Select each line below that contains the string "graphic", treating case as significant, and copy those lines.
=== RECORDS FOR PROCESSING ===
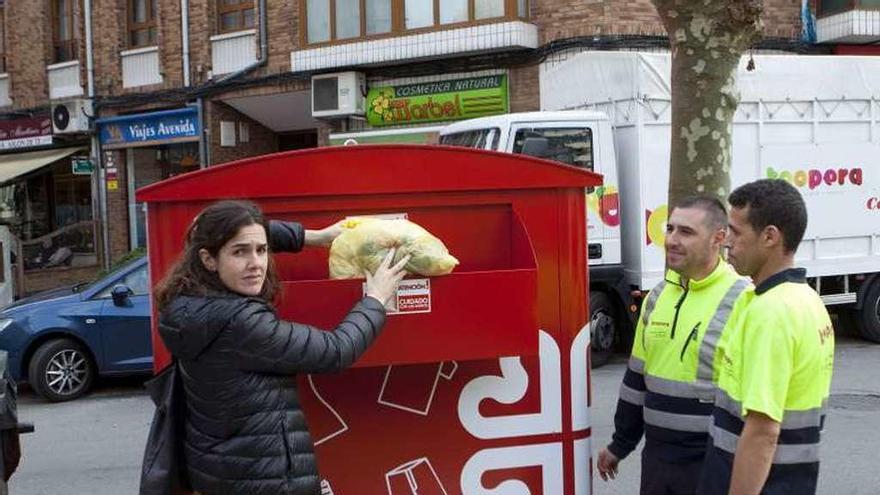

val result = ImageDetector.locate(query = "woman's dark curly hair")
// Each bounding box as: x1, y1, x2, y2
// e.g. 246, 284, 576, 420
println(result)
153, 201, 280, 312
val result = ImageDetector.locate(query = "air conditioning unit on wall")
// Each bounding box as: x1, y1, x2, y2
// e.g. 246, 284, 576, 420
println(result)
312, 71, 367, 117
52, 98, 93, 134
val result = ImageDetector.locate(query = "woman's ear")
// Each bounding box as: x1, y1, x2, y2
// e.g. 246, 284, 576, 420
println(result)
199, 248, 217, 272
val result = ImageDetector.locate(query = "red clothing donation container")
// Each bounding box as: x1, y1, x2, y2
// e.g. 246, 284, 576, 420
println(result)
137, 146, 601, 495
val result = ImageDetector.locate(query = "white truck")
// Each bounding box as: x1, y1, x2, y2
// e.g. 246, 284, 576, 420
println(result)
440, 52, 880, 351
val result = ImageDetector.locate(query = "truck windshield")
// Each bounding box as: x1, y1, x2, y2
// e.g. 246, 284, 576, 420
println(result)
512, 127, 593, 171
440, 128, 500, 150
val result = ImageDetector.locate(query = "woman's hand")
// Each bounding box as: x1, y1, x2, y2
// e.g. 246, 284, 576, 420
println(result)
364, 248, 409, 306
305, 220, 345, 246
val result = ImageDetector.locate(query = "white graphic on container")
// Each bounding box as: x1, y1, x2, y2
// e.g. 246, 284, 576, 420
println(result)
458, 325, 591, 495
461, 443, 563, 495
308, 375, 348, 446
377, 361, 458, 416
385, 457, 449, 495
458, 330, 562, 439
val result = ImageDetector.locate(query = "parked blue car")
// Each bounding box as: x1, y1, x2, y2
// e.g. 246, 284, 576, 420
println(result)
0, 257, 153, 401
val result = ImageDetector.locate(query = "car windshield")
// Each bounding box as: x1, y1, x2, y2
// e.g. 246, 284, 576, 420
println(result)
73, 258, 145, 292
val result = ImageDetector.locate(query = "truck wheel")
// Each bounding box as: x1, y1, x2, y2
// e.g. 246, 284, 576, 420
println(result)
28, 339, 95, 402
859, 279, 880, 343
590, 291, 618, 368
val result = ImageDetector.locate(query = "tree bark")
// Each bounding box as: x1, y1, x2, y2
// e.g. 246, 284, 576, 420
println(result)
652, 0, 764, 205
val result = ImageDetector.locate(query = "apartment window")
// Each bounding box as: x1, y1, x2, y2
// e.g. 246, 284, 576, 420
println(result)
52, 0, 76, 63
0, 4, 6, 74
300, 0, 528, 44
217, 0, 256, 33
817, 0, 880, 16
128, 0, 159, 48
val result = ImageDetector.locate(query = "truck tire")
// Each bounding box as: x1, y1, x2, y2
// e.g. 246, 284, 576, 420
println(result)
28, 339, 96, 402
590, 291, 619, 368
859, 278, 880, 344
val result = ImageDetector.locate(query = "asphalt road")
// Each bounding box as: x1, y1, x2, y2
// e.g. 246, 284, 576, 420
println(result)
10, 322, 880, 495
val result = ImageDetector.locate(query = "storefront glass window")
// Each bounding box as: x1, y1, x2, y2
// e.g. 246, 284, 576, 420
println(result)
0, 158, 97, 270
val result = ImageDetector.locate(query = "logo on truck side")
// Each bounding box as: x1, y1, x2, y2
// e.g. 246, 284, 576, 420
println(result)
767, 167, 862, 190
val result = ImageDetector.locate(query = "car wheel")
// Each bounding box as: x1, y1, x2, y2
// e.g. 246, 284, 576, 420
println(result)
590, 291, 618, 368
859, 278, 880, 343
28, 339, 95, 402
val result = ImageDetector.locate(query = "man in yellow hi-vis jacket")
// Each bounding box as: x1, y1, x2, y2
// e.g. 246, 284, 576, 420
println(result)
699, 179, 834, 495
597, 197, 749, 495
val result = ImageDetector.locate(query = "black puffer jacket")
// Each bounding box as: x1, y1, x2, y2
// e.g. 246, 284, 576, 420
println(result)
159, 222, 385, 495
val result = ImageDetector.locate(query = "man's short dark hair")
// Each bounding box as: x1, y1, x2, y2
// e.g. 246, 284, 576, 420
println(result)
670, 196, 727, 230
729, 179, 807, 253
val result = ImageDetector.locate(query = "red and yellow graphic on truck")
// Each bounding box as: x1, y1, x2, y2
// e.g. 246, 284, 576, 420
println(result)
587, 186, 620, 227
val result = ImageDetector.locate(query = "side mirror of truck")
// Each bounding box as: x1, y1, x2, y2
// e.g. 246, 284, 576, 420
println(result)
521, 137, 550, 158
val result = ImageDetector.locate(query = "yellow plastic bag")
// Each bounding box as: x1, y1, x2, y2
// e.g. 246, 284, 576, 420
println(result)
330, 218, 458, 279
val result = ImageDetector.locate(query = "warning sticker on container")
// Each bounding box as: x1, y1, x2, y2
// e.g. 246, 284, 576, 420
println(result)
364, 278, 431, 315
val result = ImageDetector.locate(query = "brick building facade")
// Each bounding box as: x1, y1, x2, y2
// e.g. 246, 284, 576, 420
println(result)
0, 0, 880, 294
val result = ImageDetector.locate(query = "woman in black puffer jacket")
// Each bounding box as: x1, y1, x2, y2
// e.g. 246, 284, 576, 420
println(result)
155, 201, 407, 495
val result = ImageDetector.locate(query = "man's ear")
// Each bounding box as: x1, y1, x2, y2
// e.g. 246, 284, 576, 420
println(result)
761, 225, 783, 249
712, 229, 727, 248
199, 248, 217, 272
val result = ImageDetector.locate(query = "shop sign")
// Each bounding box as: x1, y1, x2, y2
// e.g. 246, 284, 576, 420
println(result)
0, 115, 52, 150
367, 75, 508, 126
70, 156, 95, 175
97, 107, 201, 149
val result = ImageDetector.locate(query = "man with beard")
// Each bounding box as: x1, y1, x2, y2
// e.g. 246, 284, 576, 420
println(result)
597, 197, 749, 495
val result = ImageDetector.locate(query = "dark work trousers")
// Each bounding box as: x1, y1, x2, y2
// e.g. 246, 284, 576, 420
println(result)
640, 449, 703, 495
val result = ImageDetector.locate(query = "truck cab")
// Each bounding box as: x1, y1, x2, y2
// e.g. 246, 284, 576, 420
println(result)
440, 111, 632, 360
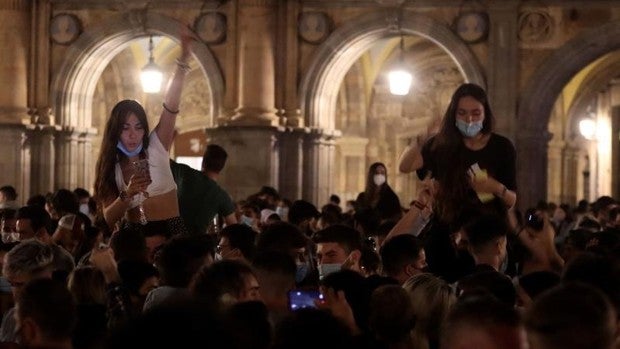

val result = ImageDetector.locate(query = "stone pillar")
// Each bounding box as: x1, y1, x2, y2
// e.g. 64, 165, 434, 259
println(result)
230, 0, 278, 126
24, 125, 56, 195
302, 130, 340, 207
0, 0, 31, 125
55, 129, 79, 190
487, 0, 519, 140
278, 129, 305, 200
561, 144, 584, 205
516, 125, 550, 212
205, 126, 283, 200
547, 140, 564, 204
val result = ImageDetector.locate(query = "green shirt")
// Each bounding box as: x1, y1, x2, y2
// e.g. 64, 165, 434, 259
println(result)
170, 160, 235, 234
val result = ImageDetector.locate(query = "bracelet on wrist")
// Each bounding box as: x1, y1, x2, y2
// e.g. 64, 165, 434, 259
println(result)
412, 200, 427, 211
161, 102, 179, 114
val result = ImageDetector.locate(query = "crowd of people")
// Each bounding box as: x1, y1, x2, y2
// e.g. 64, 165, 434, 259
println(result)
0, 35, 620, 349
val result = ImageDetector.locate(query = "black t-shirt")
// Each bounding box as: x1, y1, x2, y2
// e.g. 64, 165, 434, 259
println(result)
417, 133, 517, 220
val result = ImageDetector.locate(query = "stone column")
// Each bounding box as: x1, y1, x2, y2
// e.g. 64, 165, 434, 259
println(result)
487, 0, 519, 140
561, 144, 584, 205
205, 126, 283, 200
230, 0, 278, 126
55, 129, 80, 190
302, 130, 340, 207
516, 125, 550, 211
24, 124, 56, 195
0, 0, 31, 124
278, 129, 305, 200
546, 140, 565, 204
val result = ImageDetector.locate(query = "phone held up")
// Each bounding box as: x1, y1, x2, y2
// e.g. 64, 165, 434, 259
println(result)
525, 208, 545, 231
288, 289, 324, 311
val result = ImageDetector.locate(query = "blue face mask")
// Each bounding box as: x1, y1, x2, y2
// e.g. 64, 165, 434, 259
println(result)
116, 141, 142, 157
456, 119, 482, 138
319, 263, 342, 280
241, 215, 254, 227
295, 263, 308, 283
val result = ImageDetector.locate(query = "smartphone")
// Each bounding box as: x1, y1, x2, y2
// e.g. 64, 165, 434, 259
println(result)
525, 209, 545, 231
132, 159, 149, 175
288, 289, 323, 311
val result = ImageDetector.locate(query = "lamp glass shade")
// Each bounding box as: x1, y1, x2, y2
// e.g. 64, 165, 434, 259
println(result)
388, 69, 413, 96
579, 118, 596, 140
140, 60, 164, 93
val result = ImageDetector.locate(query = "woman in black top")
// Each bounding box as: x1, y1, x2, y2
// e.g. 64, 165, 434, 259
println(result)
399, 83, 517, 282
356, 162, 402, 221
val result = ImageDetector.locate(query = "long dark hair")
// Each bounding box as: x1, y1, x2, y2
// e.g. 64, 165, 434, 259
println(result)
94, 99, 150, 204
431, 83, 495, 222
364, 162, 387, 206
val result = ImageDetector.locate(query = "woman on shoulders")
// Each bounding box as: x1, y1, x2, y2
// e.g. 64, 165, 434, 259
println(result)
356, 162, 402, 221
95, 32, 192, 234
399, 83, 517, 228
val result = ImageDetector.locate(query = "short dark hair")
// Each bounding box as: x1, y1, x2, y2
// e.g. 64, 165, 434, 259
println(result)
441, 295, 521, 348
288, 200, 321, 225
155, 235, 213, 287
220, 224, 257, 261
312, 224, 362, 254
191, 259, 254, 301
525, 283, 615, 349
15, 206, 51, 232
380, 234, 423, 276
202, 144, 228, 173
17, 278, 77, 340
0, 185, 17, 201
256, 222, 308, 253
463, 214, 508, 252
329, 194, 340, 205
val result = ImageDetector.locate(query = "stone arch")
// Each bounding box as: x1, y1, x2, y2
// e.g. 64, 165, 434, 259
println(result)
300, 9, 486, 130
50, 11, 225, 128
516, 21, 620, 208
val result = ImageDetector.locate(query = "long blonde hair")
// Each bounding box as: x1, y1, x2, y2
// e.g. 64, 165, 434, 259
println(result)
403, 273, 456, 349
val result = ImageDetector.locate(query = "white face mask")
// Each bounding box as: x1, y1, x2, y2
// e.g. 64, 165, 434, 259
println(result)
372, 174, 385, 186
80, 204, 90, 215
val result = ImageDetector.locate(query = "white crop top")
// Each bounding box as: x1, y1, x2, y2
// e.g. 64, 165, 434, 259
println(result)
114, 131, 177, 208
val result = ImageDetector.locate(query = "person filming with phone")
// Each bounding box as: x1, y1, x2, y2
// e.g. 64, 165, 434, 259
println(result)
399, 83, 517, 281
95, 29, 192, 234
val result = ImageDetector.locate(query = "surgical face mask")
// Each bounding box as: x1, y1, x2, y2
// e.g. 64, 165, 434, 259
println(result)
276, 206, 288, 219
116, 141, 142, 157
241, 215, 254, 227
80, 204, 90, 215
456, 119, 482, 138
319, 263, 342, 280
372, 174, 385, 186
295, 263, 308, 283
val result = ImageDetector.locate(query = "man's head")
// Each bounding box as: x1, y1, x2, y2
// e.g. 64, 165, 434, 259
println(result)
0, 185, 17, 204
202, 144, 228, 174
15, 279, 77, 348
15, 206, 51, 241
440, 296, 526, 349
217, 224, 257, 262
252, 251, 298, 314
2, 239, 54, 301
381, 234, 427, 285
313, 224, 362, 277
464, 215, 508, 270
190, 260, 261, 305
525, 283, 617, 349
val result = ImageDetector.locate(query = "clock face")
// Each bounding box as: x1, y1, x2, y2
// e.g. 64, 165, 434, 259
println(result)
50, 13, 82, 45
454, 12, 489, 44
194, 12, 226, 44
297, 12, 331, 44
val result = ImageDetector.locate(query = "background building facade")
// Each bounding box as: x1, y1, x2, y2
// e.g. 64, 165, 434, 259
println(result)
0, 0, 620, 207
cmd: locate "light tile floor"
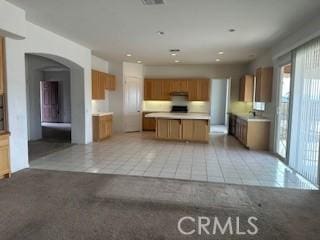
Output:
[30,133,317,189]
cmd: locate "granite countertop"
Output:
[229,113,271,122]
[92,112,113,117]
[145,112,211,120]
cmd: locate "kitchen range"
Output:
[145,105,210,142]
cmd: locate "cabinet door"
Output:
[169,119,181,139]
[0,37,4,94]
[182,120,194,140]
[193,120,209,141]
[151,79,162,100]
[104,73,111,90]
[92,70,100,99]
[162,79,171,100]
[188,79,198,101]
[142,113,156,131]
[255,68,262,102]
[182,120,193,140]
[144,79,153,100]
[197,79,210,101]
[242,121,248,145]
[239,77,245,102]
[157,119,169,138]
[170,79,181,92]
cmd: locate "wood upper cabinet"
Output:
[239,75,254,102]
[106,73,116,91]
[255,67,273,102]
[188,79,198,101]
[0,37,4,94]
[144,79,210,101]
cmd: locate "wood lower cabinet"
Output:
[92,115,112,142]
[229,114,270,150]
[169,119,181,140]
[0,134,11,179]
[182,120,209,142]
[142,112,156,131]
[156,119,209,142]
[144,79,210,101]
[156,119,169,139]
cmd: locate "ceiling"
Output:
[8,0,320,65]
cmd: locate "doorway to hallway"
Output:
[210,79,230,134]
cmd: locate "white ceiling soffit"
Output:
[141,0,164,5]
[8,0,320,65]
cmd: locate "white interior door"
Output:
[124,77,142,132]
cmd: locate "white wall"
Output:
[0,0,29,172]
[211,79,228,125]
[24,22,92,144]
[91,55,110,113]
[6,39,29,172]
[0,3,92,172]
[0,0,26,39]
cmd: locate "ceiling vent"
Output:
[141,0,165,5]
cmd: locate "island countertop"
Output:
[145,112,211,120]
[228,113,271,122]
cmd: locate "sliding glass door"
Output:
[289,39,320,184]
[276,64,291,159]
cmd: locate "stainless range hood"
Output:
[170,92,189,97]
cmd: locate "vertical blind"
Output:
[289,39,320,184]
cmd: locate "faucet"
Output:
[249,111,257,117]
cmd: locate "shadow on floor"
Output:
[29,123,72,161]
[0,169,320,240]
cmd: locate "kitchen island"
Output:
[145,113,210,142]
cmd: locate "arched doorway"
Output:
[25,53,85,160]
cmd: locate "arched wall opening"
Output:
[25,53,86,144]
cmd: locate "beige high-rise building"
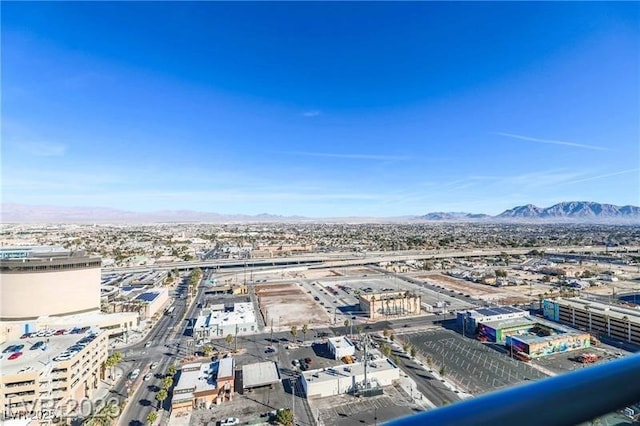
===
## EXERCISE RESULT:
val result = ImageDetector.locate(query = "white graphic on container")
val result = ImageDetector.locate(query = "red and yellow graphic on truck")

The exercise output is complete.